Problem to work on: The lines wanted are those in the data below that include "water".
(Extracted information)
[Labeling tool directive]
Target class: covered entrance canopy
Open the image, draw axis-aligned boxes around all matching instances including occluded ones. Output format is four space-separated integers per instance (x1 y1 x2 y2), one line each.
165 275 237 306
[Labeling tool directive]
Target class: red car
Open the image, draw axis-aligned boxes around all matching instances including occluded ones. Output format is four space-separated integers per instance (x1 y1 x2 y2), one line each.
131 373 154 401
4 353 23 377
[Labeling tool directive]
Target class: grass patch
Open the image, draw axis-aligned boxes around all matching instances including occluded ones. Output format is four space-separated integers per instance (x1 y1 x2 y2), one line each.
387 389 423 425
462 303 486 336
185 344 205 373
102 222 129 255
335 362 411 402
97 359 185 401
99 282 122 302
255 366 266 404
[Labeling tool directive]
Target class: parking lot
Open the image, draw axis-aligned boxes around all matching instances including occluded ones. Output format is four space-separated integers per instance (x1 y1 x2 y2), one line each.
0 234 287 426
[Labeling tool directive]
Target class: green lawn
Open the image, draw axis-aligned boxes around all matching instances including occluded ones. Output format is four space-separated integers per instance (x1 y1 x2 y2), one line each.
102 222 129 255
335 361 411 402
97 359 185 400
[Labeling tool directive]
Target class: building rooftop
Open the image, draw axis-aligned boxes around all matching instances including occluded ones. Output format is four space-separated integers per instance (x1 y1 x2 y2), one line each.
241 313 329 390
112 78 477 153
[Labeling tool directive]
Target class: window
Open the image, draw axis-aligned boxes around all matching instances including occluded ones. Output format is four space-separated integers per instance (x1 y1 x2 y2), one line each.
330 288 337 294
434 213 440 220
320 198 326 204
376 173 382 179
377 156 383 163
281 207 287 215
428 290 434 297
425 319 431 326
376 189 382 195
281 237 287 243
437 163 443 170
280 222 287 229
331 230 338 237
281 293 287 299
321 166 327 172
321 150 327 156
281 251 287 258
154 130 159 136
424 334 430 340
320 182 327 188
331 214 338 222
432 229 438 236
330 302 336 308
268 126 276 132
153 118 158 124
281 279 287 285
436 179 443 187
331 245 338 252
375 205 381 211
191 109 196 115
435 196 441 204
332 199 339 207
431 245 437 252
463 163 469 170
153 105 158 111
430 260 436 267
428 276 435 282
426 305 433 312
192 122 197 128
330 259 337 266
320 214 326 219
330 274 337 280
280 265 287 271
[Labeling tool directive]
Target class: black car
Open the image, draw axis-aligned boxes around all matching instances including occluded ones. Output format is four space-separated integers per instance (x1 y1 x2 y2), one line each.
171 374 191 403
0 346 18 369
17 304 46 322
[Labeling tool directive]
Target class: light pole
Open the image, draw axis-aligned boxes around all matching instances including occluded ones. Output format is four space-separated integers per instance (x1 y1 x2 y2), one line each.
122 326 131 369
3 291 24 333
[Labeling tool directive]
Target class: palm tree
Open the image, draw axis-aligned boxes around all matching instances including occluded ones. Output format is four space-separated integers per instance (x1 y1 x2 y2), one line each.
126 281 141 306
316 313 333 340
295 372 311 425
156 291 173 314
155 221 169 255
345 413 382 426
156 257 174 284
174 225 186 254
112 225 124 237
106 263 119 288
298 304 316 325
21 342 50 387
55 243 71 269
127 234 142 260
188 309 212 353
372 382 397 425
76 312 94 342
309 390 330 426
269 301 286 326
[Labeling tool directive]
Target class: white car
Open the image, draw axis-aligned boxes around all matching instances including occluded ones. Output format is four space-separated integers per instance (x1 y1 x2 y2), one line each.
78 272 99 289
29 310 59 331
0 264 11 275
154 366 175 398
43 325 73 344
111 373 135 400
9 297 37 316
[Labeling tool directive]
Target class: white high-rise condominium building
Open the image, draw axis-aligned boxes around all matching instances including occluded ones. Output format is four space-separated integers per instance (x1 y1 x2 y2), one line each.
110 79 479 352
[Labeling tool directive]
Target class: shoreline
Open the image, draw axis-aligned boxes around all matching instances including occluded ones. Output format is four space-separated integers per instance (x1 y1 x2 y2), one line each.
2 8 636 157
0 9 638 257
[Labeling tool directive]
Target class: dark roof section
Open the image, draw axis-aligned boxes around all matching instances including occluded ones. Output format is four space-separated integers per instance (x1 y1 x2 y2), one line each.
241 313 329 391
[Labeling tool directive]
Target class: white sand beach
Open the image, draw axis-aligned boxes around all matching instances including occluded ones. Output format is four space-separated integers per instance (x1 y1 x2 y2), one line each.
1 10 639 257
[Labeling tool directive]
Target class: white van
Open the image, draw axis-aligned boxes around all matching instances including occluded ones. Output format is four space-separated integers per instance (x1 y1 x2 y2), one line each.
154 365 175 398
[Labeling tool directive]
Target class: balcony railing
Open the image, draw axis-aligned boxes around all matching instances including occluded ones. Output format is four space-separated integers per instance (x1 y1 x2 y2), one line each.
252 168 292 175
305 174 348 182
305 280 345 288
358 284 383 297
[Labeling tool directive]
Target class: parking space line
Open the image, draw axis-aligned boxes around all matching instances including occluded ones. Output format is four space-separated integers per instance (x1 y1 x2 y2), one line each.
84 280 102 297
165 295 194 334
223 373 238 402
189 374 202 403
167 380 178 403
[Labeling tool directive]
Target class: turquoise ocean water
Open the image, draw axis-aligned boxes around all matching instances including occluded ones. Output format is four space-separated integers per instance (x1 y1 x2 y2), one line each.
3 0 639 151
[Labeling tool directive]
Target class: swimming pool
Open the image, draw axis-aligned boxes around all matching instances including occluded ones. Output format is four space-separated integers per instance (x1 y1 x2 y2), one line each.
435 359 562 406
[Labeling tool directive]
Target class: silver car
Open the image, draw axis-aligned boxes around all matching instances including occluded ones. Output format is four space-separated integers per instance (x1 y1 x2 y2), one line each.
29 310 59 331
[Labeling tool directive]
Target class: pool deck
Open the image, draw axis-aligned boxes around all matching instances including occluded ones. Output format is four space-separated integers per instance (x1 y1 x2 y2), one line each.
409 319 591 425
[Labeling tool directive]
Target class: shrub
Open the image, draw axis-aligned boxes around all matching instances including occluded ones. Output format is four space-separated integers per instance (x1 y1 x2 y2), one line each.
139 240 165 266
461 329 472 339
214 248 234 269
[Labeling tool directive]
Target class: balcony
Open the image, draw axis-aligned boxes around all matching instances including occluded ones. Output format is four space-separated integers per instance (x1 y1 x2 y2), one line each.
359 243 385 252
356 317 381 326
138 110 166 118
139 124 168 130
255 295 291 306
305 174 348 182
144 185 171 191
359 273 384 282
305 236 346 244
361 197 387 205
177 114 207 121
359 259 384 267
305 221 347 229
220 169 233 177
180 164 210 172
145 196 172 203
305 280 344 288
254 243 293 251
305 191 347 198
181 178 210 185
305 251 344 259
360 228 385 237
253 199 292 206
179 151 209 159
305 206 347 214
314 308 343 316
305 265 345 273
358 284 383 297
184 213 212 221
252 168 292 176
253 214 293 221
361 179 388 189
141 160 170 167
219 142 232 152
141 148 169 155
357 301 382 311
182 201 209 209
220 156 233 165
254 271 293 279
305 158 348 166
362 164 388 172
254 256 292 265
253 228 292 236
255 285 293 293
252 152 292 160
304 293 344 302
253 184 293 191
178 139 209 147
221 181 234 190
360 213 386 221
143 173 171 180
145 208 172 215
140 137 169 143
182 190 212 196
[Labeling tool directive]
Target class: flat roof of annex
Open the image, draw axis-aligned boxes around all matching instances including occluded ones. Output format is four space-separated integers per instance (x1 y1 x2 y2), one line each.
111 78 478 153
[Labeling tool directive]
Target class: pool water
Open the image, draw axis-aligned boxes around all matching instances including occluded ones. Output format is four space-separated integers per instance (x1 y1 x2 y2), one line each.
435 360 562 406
(End Extracted information)
Result:
Target class: turquoise ocean water
Target class: pool water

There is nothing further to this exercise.